• _DOCUMENT_
_ _ _
It is interesting, Senator McCain, how you, in an effort to get more Republicans aboard your presidential ship, how you push two buttons you hope will achieve immediate success: 1) accusing the Democrats of “surrender”; 2) invoking the name of Ronald Reagan as you proclaim yourself to have been an early foot soldier in the “Reagan Revolution.”Since you brought up the subject of surrender, let us explore it with you and Reagan. Beginning with yourself, what about that disgraceful 2000 Republican primary campaign in South Carolina when the forces of George W. Bush, led by Karl Rove, attacked your wife as a harlot, attacked your mental stability, and used stereotypical racism by alleging that you had a “black” daughter, meaning the little girl you adopted from Bangladesh?
Many of us attacked this shameful scorched earth style of savage and thoroughly repugnant campaigning. At one debate with Larry King moderating you demanded that Bush not even touch you.
So what happened at the end? You were seen embracing and being embraced by George W. Bush. I have seen that scene repeated many times with the same visceral feeling of disgust being shown by you as your body tightens up and recoils. You know what Bush was responsible for and you detest him for it, but rather than embrace principle and tell him as well as his ruthless organization what you think of them you swallowed your distrust and detestation in the interest of political expediency.Could we not say that this embodies surrender on your part?
Now you take credit for tackling corruption in government. You went after lobbyist Jack Abramoff. Here is the question many of us have asked: Why did you not extend your committee’s investigation beyond lobbyists to fellow Senate members? As one political analyst bluntly put it the other day, “It’s one thing to jail the johns but what about going after the whores?”
_ _ _
• _DATA LINES_
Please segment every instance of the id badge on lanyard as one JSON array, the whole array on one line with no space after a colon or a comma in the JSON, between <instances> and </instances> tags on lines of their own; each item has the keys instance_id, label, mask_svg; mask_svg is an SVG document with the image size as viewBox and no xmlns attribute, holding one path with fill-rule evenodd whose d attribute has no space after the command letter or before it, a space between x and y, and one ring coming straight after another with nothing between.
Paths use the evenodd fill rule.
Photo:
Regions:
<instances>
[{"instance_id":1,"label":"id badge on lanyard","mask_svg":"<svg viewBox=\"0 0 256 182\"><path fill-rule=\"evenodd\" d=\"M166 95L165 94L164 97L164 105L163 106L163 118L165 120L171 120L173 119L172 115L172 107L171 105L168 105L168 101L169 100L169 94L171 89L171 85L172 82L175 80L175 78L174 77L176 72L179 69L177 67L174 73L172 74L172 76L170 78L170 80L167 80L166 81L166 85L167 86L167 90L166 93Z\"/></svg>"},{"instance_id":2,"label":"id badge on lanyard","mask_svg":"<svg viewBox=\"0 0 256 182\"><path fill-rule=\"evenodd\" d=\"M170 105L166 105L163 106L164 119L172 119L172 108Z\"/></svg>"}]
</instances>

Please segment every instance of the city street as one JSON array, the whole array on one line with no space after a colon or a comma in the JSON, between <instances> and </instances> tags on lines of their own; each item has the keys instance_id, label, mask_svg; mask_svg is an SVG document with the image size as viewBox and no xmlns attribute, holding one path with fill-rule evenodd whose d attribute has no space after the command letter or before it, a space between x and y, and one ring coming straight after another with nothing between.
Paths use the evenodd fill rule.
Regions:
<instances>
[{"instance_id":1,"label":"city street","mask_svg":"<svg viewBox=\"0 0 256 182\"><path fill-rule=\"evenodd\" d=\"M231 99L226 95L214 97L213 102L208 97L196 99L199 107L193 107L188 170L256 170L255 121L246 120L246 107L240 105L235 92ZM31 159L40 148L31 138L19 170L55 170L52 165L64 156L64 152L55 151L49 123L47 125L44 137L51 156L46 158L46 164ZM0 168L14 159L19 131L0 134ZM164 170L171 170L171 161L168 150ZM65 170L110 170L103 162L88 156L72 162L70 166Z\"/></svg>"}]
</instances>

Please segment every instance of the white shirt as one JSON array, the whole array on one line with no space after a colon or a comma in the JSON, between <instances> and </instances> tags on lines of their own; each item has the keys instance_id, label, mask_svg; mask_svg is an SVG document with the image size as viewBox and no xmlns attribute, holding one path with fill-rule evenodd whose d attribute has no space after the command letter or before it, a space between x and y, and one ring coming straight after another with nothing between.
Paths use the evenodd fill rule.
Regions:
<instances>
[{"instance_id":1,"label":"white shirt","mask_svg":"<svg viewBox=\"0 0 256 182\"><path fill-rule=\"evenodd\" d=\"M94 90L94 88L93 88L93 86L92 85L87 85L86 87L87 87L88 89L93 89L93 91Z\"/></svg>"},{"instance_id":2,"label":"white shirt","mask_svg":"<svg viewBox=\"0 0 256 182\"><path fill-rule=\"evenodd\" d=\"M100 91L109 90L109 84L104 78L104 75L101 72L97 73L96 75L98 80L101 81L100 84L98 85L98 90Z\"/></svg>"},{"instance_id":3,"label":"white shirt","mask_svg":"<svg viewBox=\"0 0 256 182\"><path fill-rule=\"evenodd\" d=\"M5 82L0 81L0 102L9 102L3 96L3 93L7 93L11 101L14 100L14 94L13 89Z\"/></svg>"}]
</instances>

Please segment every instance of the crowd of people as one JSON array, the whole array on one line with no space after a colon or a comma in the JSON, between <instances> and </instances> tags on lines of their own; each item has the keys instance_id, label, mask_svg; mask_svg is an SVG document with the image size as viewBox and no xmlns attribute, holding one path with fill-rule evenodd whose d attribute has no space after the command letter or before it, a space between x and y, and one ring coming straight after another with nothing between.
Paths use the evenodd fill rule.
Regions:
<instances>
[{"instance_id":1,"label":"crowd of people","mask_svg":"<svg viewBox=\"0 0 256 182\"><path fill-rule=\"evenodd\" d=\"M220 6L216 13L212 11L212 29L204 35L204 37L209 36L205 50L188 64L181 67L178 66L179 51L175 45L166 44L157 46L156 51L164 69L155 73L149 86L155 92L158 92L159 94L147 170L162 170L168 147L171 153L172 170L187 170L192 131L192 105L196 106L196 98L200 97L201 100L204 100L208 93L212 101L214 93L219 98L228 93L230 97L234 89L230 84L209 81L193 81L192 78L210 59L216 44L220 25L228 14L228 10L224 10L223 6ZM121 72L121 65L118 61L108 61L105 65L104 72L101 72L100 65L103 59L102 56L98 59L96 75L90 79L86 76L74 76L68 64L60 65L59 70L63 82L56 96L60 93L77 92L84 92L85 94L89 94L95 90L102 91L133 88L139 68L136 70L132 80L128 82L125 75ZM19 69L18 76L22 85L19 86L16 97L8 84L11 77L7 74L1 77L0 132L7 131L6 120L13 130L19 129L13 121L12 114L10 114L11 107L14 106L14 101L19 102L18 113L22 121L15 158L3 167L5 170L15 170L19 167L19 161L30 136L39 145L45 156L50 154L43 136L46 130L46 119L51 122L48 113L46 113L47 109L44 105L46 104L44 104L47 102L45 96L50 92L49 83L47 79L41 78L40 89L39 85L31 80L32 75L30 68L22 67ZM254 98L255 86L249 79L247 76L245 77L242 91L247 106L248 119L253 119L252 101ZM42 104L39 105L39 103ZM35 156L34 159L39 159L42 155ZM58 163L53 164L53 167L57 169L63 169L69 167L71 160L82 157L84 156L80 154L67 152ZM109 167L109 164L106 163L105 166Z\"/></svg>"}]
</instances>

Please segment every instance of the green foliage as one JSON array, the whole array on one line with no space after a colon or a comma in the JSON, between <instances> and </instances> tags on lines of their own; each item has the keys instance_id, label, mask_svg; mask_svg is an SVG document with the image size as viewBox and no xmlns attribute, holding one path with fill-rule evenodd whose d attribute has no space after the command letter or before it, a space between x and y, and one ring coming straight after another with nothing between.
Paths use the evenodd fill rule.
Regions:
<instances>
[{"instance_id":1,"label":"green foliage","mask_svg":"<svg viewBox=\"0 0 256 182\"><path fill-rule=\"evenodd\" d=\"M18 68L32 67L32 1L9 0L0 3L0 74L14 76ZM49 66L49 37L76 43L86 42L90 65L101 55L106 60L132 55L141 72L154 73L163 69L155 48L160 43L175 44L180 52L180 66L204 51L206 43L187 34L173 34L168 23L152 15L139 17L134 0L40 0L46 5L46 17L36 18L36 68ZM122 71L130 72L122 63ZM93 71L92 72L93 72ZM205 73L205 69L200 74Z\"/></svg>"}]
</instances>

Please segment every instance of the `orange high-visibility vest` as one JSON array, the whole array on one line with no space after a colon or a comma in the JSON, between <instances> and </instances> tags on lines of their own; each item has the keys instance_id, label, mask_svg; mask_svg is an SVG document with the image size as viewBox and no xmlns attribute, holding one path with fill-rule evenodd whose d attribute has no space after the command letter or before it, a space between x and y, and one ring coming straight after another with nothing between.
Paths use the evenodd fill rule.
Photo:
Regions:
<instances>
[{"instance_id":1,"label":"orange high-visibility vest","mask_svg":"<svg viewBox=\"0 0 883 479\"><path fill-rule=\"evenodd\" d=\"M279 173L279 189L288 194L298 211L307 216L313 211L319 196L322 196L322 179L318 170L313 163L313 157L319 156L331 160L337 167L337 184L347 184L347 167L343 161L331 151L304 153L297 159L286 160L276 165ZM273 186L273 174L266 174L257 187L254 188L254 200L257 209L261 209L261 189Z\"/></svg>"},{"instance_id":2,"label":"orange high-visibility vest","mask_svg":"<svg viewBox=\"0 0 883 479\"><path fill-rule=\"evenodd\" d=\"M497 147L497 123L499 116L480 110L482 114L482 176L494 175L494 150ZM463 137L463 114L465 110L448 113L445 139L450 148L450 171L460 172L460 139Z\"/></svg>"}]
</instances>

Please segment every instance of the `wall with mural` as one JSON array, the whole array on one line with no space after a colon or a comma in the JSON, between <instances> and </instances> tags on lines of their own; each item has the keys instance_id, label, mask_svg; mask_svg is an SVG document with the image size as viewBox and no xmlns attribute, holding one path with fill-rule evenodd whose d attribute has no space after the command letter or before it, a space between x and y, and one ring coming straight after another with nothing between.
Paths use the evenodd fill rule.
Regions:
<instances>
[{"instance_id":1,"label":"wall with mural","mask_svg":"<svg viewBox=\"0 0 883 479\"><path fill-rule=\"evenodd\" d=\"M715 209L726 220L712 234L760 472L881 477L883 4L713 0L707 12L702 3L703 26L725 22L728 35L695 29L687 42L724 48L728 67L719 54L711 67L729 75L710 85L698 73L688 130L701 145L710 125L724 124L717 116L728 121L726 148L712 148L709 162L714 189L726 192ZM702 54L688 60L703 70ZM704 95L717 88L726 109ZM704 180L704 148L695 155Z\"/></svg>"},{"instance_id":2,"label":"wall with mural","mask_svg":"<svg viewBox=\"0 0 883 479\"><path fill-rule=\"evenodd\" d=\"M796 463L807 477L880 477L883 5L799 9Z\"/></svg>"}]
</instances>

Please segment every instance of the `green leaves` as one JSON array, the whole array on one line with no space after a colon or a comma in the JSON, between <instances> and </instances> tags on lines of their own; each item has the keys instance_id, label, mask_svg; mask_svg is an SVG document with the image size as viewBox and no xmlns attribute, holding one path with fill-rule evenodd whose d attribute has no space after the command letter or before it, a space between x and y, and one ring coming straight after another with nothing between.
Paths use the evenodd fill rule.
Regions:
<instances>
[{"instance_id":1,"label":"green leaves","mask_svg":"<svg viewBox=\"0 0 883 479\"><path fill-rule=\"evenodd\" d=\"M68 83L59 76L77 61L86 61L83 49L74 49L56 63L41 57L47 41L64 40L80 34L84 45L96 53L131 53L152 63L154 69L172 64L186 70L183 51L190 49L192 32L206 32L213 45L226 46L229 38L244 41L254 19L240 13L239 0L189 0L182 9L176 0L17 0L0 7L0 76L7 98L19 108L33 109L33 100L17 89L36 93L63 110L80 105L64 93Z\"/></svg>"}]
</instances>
_ _ _
• _DO THIS_
Please continue the commentary addressed to Senator McCain, picking up right after its last sentence.

• _OUTPUT OF THE EXERCISE_
Once more it appears that expediency won the day, Senator McCain. You capture headlines by going after Abramoff but know just where and when to pull your investigative wagon to a halt.
Could we not say that this embodies surrender on your part?
After you used your wife’s fortune to secure election to the Senate as a Reagan corporate Republican you became one of the “Keating Five,” a distinction you would prefer the body politic to forget.
In 1987 it was revealed that you were one of five Senators who took huge campaign contributions from so-called savings and loan entrepreneur Charles Keating, a huckster who bilked a fortune out of seniors seeking assistance on the best means of investing and gaining interest on their retirement money.
In return for Keating’s generous campaign assistance, you and your four colleagues pressured government regulators to spend their time and attention elsewhere rather than to probe Keating’s dirty dealings, which ultimately saw him convicted and sent to federal prison.
Johann Hari of London’s Independent quoted your response to the Keating tragedy: “I did it for no other reason than I valued (Keating’s) support.”
Senator McCain, did your activity on Keating’s behalf embody surrender?
Now you seek to link yourself to Reagan to gain the worthwhile support of such noble Republicans as Rush Limbaugh and Ann Coulter. You even finally came around and embraced Bush’s tax cuts, modeled on the old Reagan formula.
Those tax cuts produced results for both Reagan and Bush respectively, not to mention America. When Reagan left office his tax cuts heavily skewed toward the rich had tripled the national debt to $3 trillion.
After four more years under Reagan’s Republican successor George Bush the Elder the figure rose another trillion, meaning a quadrupling of the national debt to $4 trillion.
Reagan and the elder Bush were pikers compared to the younger Bush and his tax cut efforts. The younger Bush began with a surplus and soon extended that into what resulted in a mad rush toward economic oblivion.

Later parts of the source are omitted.